Dataset entries
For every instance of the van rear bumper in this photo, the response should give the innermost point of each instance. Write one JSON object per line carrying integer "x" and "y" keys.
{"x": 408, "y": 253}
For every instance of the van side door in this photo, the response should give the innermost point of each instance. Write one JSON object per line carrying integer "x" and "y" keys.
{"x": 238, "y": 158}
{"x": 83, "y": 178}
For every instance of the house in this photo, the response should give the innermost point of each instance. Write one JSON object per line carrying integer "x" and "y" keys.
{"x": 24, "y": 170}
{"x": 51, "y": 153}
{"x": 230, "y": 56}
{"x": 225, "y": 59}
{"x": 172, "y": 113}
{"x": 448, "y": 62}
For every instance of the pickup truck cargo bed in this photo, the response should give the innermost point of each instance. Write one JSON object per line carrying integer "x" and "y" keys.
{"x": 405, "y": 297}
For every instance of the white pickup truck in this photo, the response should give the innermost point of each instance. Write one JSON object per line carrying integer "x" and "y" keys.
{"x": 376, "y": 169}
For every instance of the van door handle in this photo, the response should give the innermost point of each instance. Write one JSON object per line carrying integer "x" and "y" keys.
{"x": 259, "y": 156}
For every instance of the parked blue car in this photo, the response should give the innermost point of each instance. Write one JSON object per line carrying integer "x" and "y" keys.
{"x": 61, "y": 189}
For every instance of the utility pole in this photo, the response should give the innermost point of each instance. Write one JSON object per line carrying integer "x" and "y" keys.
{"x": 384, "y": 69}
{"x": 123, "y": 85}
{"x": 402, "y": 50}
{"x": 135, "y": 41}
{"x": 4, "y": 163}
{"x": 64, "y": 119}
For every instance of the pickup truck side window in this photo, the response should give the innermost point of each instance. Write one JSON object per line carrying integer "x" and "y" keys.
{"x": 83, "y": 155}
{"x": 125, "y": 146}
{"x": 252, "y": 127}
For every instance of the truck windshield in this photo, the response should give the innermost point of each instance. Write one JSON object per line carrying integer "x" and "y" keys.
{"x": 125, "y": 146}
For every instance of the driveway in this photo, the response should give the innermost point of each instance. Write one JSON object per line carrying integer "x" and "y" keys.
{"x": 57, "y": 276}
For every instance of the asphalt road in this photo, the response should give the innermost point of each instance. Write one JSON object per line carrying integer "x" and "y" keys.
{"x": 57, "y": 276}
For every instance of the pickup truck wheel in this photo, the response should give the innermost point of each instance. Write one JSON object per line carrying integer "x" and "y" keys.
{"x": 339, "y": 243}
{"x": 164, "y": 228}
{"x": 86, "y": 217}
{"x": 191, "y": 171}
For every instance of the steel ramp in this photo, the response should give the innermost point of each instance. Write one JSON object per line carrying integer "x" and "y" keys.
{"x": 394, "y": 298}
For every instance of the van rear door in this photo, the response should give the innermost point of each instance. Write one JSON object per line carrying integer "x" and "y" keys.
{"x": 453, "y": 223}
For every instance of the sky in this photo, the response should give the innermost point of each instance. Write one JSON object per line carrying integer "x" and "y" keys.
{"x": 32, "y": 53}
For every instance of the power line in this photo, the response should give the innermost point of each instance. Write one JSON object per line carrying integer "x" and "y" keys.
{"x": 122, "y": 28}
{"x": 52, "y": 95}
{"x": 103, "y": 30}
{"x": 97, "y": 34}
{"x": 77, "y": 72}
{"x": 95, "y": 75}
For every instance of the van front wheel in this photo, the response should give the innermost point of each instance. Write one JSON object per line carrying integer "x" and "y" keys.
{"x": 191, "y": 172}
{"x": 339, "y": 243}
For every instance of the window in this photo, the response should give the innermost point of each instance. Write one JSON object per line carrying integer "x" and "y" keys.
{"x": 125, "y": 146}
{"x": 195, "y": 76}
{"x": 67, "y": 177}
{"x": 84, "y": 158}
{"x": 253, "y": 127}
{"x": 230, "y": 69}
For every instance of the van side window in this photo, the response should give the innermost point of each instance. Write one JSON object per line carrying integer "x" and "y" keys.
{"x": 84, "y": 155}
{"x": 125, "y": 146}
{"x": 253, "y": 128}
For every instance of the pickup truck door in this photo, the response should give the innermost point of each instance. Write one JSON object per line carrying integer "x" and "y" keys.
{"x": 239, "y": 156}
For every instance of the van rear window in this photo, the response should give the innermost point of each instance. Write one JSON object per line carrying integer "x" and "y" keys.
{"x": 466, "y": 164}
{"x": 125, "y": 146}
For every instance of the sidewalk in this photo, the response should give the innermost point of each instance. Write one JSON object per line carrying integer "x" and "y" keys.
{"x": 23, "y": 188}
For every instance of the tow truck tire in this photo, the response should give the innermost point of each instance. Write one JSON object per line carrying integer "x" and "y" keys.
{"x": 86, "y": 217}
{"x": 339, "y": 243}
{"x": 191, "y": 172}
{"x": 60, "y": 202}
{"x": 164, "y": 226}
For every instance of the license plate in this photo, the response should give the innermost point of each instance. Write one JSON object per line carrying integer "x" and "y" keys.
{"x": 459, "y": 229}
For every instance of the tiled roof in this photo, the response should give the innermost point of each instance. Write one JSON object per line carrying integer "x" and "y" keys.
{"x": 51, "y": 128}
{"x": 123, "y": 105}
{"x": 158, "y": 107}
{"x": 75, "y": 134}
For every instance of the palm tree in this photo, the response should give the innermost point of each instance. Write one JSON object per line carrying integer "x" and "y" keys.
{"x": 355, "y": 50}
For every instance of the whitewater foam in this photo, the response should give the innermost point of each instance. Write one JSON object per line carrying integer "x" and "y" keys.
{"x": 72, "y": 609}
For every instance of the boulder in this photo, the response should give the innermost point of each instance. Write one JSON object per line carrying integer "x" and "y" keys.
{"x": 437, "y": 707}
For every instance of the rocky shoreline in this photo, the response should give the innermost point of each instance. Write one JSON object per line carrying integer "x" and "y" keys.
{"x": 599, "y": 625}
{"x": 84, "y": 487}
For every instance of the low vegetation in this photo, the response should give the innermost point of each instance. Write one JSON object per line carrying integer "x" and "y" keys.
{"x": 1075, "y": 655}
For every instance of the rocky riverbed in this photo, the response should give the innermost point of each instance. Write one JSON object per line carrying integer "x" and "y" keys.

## What you need to do
Copy every entry exactly.

## Solution for this exercise
For every instance of the van rear bumper in this photo, the response should give the innermost point of each instance. Write one JSON object per line carrying integer "x" and "y" keys.
{"x": 408, "y": 253}
For every instance of the van side door in this photo, the response should give the innermost point of each instance. Write one JSON object per line carrying integer "x" and "y" keys.
{"x": 238, "y": 158}
{"x": 83, "y": 178}
For every instance of the house in this photo, the response should give the innermost point of each instance. Write one JSON object per line carrying integer "x" and "y" keys.
{"x": 24, "y": 170}
{"x": 51, "y": 153}
{"x": 230, "y": 56}
{"x": 225, "y": 59}
{"x": 172, "y": 113}
{"x": 448, "y": 62}
For every instance of the pickup truck cargo bed in this photo, the response should give the innermost point of each instance. Write one JSON object per line carrying integer "x" and "y" keys.
{"x": 405, "y": 297}
For every instance of the white pickup truck in this photo, the response should give the innermost point of each instance. Write one JSON object per line carrying integer "x" and "y" keys.
{"x": 376, "y": 169}
For every instance of the van door handle in this photo, the response should give the innermost point of each instance. Write one JSON object per line carrying integer "x" and "y" keys.
{"x": 259, "y": 156}
For every instance of the parked blue car in this photo, the response should give the innermost point of each instance. Write one JSON object per line carrying integer "x" and "y" keys.
{"x": 61, "y": 189}
For every instance of the utility pole in this photo, the response should give the innermost point of each instance. Write one JSON object per line carrying integer "x" and "y" keys.
{"x": 384, "y": 69}
{"x": 123, "y": 85}
{"x": 402, "y": 50}
{"x": 135, "y": 41}
{"x": 4, "y": 163}
{"x": 64, "y": 119}
For every instance of the pickup truck side window in this photo, the response should give the innermost point of each instance. Write one JSON object per line carrying integer "x" and "y" keys.
{"x": 83, "y": 155}
{"x": 125, "y": 146}
{"x": 252, "y": 127}
For every instance of the truck windshield in this photo, the response should give the innermost point of each instance. Write one JSON object per line carrying integer "x" and "y" keys.
{"x": 125, "y": 146}
For every instance of the driveway in this photo, the response should give the innermost point of each instance. Write one JSON object per line carrying integer "x" and "y" keys.
{"x": 57, "y": 276}
For every instance of the asphalt road in this photo, the response should give the innermost point of each instance. Write one JSON object per line carrying integer "x" and "y" keys.
{"x": 57, "y": 276}
For every instance of the pickup truck wheel in this photo, the response should give the innermost point of each instance. Write one JSON object per line carrying integer "x" and "y" keys.
{"x": 339, "y": 243}
{"x": 164, "y": 228}
{"x": 86, "y": 217}
{"x": 191, "y": 171}
For every instance of the steel ramp in this photo, the response should give the innermost point of each instance. Write one JSON object per line carrying integer "x" and "y" keys.
{"x": 394, "y": 298}
For every instance of the van rear door in this photo, the response should give the innermost point of each instance. Write one JSON object per line carrying integer "x" and "y" keys.
{"x": 453, "y": 223}
For every instance of the sky in this photo, the response should give the innermost point of each instance. Write one JSON object per line carrying integer "x" and "y" keys.
{"x": 32, "y": 53}
For every instance of the power line in this photo, the response should give the innermost point of each instance. Write one JSON object per line carrying integer "x" and "y" keys.
{"x": 122, "y": 28}
{"x": 52, "y": 95}
{"x": 103, "y": 30}
{"x": 97, "y": 34}
{"x": 77, "y": 72}
{"x": 95, "y": 75}
For every instance of the van front wheel in this photo, the response should give the innermost point of each instance. Write one JSON object per line carrying integer "x" and "y" keys.
{"x": 191, "y": 172}
{"x": 339, "y": 243}
For every instance of the window in this photo, the response should give the innermost point of each instance. Write one JSON object per line carrying integer "x" and "y" keys.
{"x": 125, "y": 146}
{"x": 195, "y": 76}
{"x": 67, "y": 177}
{"x": 84, "y": 158}
{"x": 253, "y": 127}
{"x": 230, "y": 69}
For every instance of the van side window in this photo, the response should give the innermost point of each instance. Write one JSON object per line carrying integer "x" and "y" keys.
{"x": 84, "y": 155}
{"x": 125, "y": 146}
{"x": 253, "y": 128}
For every instance of the pickup truck door in this photo, the response should give the innermost point of each instance. Write one JSON object per line carrying integer "x" and "y" keys.
{"x": 239, "y": 156}
For every instance of the van rear window in this photo, the response should give the innermost point of each instance. Write one JSON object per line carrying integer "x" and "y" keys.
{"x": 466, "y": 164}
{"x": 125, "y": 146}
For every instance of the sidewalk in this photo, the response should give the innermost point of each instance. Write one JSON object per line carrying integer "x" and "y" keys.
{"x": 23, "y": 188}
For every instance of the tow truck tire in this photo, the response should give the innermost point of each instance. Write one JSON object per line carrying integer "x" and "y" keys.
{"x": 86, "y": 217}
{"x": 339, "y": 243}
{"x": 191, "y": 172}
{"x": 60, "y": 202}
{"x": 164, "y": 226}
For every instance of the license plate in this photo, the response should give the innermost point of each instance. Write one JSON object per line carrying integer "x" and "y" keys.
{"x": 459, "y": 229}
For every instance of the tiled roof in this photo, the response should give the innermost point of each instance. Write one JSON object per line carrying integer "x" and "y" keys.
{"x": 51, "y": 128}
{"x": 123, "y": 105}
{"x": 158, "y": 107}
{"x": 75, "y": 134}
For every instance of the palm tree in this photo, the response should give the innermost point of each instance. Write one JSON object per line carrying integer "x" and "y" keys.
{"x": 355, "y": 50}
For every instance of the whitewater foam in this photo, the response should give the innermost point of each instance. Write one JSON object per line carrying integer "x" and "y" keys.
{"x": 72, "y": 609}
For every instance of the boulder in this photo, the response should give the innermost point of each instance. Write one JSON object per line carrying integer "x" and "y" keys.
{"x": 437, "y": 707}
For every instance of the rocky shoreline in this photo, the response should give the innermost point of each instance. Write one JSON object per line carrying integer "x" and "y" keys.
{"x": 599, "y": 625}
{"x": 84, "y": 487}
For every instance of the low vegetation in this photo, the response should give the innermost point of each instance. Write one JSON object per line carrying integer "x" and "y" keys.
{"x": 1075, "y": 655}
For every instance of the rocky riverbed in this photo, the response should give the innermost point of each instance. Write one JSON object per line carrying integer "x" and "y" keys.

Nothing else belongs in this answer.